Your assignment:
Only these lines of the data below are wanted: the one with "Target: blue denim shirt", the one with "For every instance of the child, give", and any lines between them, each repeated exactly.
+--
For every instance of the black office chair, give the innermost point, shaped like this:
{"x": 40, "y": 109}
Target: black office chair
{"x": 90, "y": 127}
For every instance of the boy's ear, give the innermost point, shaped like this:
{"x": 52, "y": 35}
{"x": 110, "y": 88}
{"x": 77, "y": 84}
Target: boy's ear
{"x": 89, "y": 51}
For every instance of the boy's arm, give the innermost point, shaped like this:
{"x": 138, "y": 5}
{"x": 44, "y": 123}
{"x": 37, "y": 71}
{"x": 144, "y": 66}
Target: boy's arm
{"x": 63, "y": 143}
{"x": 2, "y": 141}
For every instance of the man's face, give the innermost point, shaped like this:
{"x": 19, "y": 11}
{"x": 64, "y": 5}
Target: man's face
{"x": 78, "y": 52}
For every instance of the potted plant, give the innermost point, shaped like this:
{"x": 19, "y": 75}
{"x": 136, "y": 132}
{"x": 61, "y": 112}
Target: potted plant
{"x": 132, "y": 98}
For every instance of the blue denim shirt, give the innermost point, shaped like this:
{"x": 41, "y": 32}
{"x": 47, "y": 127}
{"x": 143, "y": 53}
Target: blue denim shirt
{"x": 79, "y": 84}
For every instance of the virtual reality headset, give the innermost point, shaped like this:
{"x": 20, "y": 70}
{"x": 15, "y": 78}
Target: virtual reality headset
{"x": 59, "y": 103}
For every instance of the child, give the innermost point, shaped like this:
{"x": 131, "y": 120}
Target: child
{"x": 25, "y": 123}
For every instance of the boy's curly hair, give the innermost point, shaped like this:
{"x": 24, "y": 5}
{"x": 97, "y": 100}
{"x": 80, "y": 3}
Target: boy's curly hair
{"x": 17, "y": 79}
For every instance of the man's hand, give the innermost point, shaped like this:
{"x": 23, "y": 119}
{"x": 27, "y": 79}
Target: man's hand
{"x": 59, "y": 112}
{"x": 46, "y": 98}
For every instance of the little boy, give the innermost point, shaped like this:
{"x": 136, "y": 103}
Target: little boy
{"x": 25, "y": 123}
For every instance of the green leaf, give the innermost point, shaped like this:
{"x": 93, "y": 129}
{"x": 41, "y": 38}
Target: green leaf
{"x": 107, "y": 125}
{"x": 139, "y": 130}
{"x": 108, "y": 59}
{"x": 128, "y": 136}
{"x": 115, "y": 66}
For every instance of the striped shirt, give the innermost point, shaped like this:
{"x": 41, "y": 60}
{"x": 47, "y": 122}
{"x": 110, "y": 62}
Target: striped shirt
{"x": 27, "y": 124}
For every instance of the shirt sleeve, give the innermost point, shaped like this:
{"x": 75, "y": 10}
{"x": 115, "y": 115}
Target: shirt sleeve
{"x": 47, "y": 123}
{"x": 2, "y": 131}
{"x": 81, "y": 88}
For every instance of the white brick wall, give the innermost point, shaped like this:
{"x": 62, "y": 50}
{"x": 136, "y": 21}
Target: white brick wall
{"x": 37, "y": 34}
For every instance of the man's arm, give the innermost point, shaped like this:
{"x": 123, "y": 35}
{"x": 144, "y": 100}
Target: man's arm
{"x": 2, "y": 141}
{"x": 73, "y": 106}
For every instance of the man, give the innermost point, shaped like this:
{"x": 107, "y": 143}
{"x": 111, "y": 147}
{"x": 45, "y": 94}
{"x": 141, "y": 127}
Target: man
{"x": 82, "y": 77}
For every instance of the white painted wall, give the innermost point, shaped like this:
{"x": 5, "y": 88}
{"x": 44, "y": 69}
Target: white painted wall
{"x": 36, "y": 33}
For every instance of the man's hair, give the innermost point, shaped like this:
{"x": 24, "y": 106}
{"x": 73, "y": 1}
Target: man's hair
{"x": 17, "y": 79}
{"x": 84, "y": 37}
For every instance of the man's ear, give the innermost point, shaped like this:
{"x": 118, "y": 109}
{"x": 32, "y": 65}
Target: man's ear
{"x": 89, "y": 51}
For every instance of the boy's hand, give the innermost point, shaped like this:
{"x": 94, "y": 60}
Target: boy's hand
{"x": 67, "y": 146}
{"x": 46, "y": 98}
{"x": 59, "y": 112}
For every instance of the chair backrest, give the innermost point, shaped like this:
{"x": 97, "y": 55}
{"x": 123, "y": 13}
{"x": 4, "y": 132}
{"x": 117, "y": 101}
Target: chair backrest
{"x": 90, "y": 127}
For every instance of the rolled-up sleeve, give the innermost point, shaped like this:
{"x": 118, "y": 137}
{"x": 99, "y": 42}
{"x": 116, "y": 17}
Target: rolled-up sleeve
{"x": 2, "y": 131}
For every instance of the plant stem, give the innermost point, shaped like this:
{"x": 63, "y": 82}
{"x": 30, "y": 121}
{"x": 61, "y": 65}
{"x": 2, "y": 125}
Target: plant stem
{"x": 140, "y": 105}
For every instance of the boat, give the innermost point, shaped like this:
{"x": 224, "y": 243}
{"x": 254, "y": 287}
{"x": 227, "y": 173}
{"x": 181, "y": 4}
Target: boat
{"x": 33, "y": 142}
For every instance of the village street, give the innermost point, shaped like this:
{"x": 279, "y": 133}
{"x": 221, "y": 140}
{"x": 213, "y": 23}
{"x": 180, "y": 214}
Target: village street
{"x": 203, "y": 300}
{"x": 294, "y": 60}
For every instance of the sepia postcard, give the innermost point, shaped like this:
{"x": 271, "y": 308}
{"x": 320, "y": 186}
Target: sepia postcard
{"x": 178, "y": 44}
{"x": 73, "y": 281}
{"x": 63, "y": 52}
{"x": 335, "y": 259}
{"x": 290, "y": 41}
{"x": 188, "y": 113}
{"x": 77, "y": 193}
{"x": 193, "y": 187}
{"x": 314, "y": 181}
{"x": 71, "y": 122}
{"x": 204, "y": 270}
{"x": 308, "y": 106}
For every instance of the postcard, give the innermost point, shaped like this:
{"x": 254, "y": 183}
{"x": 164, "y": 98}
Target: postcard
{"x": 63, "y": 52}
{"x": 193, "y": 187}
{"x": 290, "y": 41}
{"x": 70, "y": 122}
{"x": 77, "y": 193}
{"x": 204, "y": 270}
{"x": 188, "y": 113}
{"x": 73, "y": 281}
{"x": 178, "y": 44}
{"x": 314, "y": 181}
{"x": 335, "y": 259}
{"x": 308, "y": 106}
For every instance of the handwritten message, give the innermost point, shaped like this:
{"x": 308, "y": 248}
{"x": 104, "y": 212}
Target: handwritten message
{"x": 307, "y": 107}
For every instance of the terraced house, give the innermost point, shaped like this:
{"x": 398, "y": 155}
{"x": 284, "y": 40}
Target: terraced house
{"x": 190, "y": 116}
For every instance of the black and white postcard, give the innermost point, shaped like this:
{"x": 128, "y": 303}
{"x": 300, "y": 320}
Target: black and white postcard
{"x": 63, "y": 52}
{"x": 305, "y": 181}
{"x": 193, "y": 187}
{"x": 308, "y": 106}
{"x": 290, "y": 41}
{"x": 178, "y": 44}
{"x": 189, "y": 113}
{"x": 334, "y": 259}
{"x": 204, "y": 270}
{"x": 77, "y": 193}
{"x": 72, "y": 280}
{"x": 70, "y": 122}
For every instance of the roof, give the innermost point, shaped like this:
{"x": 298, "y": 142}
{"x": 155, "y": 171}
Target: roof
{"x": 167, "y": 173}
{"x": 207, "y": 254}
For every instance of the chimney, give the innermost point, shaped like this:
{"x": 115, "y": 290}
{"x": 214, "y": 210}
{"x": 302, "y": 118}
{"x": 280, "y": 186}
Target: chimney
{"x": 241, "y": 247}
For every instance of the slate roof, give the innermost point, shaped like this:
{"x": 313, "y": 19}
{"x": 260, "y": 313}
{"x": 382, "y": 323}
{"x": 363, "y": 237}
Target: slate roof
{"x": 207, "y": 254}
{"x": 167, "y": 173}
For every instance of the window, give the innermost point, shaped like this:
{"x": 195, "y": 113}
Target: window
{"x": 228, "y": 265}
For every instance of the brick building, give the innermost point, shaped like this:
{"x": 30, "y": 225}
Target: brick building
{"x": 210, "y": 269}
+--
Written solution:
Target: blue denim shirt
{"x": 79, "y": 84}
For every instance of the virtual reality headset, give the innermost point, shaped like this:
{"x": 20, "y": 70}
{"x": 15, "y": 78}
Target: virtual reality headset
{"x": 59, "y": 103}
For every instance of the child, give the innermost point, shaped like this:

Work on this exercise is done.